■ **GIVEN ENTRIES**:
'''

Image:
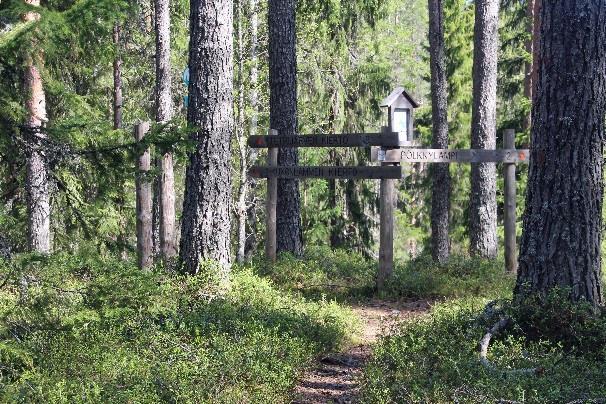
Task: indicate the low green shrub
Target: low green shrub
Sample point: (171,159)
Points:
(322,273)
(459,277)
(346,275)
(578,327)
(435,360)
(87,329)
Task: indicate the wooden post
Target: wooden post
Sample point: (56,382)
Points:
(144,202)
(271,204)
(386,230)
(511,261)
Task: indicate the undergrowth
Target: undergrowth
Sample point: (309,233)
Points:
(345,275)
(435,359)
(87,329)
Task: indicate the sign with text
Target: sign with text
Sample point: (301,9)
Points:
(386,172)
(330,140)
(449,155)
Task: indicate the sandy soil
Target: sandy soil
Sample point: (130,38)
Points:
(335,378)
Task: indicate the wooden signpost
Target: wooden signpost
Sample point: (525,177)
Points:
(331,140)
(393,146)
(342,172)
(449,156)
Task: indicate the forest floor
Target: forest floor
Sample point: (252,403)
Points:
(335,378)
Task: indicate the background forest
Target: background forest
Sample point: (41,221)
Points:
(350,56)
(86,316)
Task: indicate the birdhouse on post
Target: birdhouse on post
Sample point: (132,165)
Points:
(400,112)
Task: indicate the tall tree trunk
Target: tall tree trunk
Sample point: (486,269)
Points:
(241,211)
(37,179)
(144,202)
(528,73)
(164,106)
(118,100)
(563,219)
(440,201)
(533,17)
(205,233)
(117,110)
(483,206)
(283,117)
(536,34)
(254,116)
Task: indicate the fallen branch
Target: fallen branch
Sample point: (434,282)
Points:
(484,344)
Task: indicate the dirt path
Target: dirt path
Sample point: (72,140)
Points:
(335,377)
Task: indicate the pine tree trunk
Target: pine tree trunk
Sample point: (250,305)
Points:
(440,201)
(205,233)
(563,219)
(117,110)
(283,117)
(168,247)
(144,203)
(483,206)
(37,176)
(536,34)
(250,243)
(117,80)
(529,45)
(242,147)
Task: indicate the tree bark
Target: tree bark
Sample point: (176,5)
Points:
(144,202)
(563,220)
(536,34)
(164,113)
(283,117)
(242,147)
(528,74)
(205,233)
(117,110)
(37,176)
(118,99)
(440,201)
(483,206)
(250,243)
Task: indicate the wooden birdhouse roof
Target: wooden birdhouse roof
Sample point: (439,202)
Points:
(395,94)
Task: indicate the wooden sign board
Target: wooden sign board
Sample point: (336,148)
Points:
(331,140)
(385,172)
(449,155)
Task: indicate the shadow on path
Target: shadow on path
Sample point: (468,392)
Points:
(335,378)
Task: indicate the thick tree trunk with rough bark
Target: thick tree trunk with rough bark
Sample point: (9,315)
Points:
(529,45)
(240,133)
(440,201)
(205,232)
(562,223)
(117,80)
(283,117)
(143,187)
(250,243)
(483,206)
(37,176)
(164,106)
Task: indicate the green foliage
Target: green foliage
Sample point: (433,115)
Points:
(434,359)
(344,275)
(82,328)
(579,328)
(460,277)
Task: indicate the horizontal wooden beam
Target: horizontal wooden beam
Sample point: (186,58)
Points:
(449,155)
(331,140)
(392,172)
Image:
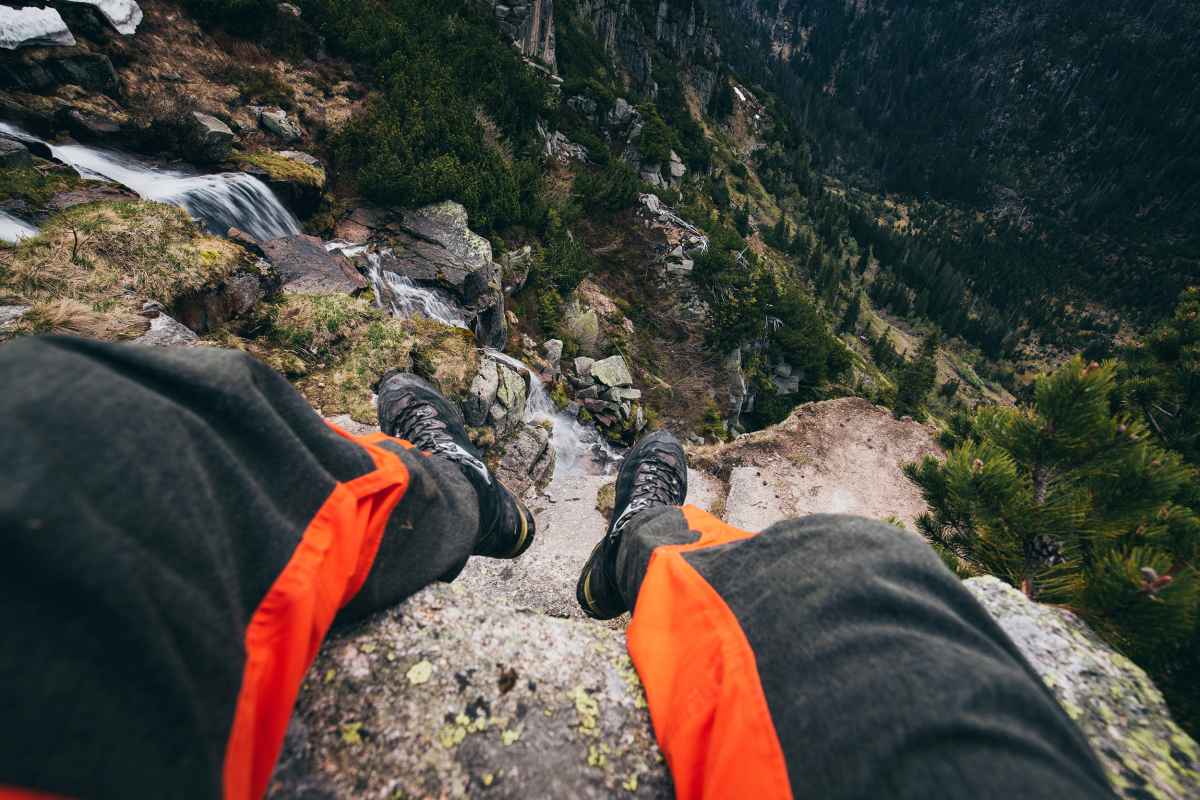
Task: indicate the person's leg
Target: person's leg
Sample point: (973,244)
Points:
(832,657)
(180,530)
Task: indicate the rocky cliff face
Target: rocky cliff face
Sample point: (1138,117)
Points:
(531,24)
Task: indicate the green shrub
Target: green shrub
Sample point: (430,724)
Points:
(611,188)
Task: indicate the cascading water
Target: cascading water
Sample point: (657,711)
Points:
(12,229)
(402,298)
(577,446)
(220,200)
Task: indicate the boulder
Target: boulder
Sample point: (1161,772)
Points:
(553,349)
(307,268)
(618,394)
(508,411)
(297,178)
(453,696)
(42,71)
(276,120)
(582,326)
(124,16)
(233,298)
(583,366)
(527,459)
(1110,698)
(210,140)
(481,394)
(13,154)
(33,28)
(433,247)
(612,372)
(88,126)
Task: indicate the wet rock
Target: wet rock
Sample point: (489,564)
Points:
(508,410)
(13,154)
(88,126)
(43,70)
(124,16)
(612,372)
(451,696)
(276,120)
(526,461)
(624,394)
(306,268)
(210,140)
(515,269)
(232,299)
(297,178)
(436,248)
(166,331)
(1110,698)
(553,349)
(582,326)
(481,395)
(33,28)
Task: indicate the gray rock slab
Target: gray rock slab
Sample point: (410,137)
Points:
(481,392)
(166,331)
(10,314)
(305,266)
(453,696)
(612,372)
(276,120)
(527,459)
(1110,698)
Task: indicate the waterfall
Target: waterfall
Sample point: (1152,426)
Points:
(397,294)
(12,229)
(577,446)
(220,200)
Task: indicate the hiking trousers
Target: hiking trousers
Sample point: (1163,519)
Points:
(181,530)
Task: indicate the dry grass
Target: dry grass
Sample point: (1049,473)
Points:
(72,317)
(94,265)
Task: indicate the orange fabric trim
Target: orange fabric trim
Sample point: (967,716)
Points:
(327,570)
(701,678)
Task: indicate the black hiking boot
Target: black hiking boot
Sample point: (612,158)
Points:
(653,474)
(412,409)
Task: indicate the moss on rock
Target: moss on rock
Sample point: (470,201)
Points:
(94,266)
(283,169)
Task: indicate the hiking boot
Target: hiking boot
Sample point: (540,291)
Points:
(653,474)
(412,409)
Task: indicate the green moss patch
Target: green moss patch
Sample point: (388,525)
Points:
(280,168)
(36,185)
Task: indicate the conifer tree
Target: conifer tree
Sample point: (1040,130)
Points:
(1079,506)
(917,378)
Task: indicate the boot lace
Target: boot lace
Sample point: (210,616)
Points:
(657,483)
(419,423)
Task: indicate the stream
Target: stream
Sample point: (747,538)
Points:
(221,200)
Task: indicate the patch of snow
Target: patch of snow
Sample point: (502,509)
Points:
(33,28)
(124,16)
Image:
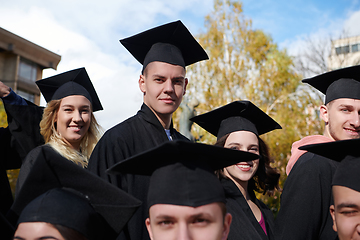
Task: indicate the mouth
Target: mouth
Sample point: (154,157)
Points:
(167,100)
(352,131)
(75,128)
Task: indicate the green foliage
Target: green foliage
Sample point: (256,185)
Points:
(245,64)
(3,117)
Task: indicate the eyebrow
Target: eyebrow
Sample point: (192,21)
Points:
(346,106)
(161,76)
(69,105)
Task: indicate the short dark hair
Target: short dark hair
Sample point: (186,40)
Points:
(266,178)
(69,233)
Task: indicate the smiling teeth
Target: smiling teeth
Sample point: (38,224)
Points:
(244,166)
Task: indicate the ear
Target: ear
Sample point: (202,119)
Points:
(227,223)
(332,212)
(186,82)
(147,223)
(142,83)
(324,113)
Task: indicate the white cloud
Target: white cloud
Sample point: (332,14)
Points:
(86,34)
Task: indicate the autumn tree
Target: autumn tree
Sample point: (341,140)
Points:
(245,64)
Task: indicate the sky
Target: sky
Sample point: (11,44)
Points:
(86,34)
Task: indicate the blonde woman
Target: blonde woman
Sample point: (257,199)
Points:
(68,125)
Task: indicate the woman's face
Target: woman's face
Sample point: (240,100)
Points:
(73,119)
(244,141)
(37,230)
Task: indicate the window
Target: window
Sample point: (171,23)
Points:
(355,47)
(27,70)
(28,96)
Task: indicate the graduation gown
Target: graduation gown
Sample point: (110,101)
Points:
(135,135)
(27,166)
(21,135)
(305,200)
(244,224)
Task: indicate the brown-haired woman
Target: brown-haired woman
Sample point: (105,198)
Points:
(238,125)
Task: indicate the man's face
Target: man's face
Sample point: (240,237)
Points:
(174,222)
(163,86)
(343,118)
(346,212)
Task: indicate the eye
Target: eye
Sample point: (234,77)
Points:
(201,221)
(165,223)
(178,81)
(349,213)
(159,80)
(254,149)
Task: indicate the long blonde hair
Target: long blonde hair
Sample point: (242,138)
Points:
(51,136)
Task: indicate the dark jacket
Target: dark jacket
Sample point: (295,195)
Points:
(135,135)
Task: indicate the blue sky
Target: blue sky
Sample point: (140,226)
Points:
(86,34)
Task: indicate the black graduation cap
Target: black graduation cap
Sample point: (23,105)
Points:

'''

■ **ABOUT THIS EXERCISE**:
With the line containing "Target: ear" as the first and the final line of the entries above as the last, write out that span exactly and nothing more.

■ **ANSWER FOR THE TASK**:
Target: ear
Sample point: (202,119)
Points:
(227,223)
(332,212)
(186,82)
(147,223)
(142,83)
(324,113)
Task: indicate the white cloud
Target: white cloud
Sample point: (332,14)
Points:
(86,34)
Task: indicate the autumn tree
Target: autumn tree
Sample point: (341,140)
Points:
(245,64)
Task: indicate the sky
Target: sky
Sample point: (11,44)
Points:
(86,34)
Task: indicate the blonde woman
Target: blonde woman
Sample point: (257,199)
Points:
(68,125)
Task: indicate the woman's face
Target: woman's face
Sample point: (240,100)
Points:
(73,119)
(244,141)
(37,230)
Task: indicate the window
Target: window
Sample point: (171,23)
Points:
(355,47)
(27,70)
(28,96)
Task: indicate the graduation gown
Target: graduation gown
Sample point: (110,101)
Points:
(135,135)
(27,166)
(21,135)
(305,200)
(244,224)
Task: indicate the brown-haired woman
Target: brown-haired woman
Sample point: (105,198)
Points:
(238,125)
Task: indicate the man's face
Target: man's face
Sample point: (240,237)
Points:
(174,222)
(163,86)
(343,118)
(346,212)
Task: indicate the eye
Target: eye
Sample point: (234,77)
Points:
(201,221)
(165,223)
(178,81)
(349,213)
(159,80)
(254,149)
Task: indicate the long blonde hair
Target: long blonde hair
Sample point: (242,138)
Points:
(51,136)
Task: indicate the dark jacket
Target: dark jacket
Sample point: (295,195)
Points:
(135,135)
Task: indicate the blue sky
Target: blue sky
Sample point: (140,226)
Points:
(86,34)
Task: indicate the black graduation cap
Target: black graduation cap
Sample point: (23,105)
Points:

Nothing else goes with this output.